__EXERCISE INPUT__

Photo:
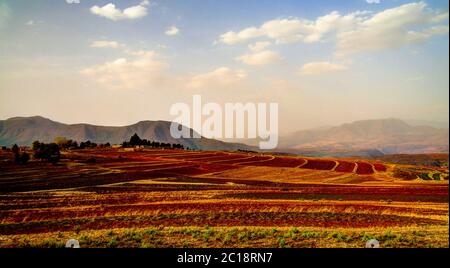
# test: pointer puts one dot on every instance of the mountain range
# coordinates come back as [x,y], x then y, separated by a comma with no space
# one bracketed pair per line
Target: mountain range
[25,130]
[382,136]
[369,138]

__TASK ITEM__
Lines from the one containing "# one bracketed pair per line" to the end of the data are to be printed exactly, including the first and last.

__RESPONSE__
# one bracketed pair per line
Target: mountain range
[25,130]
[382,136]
[369,138]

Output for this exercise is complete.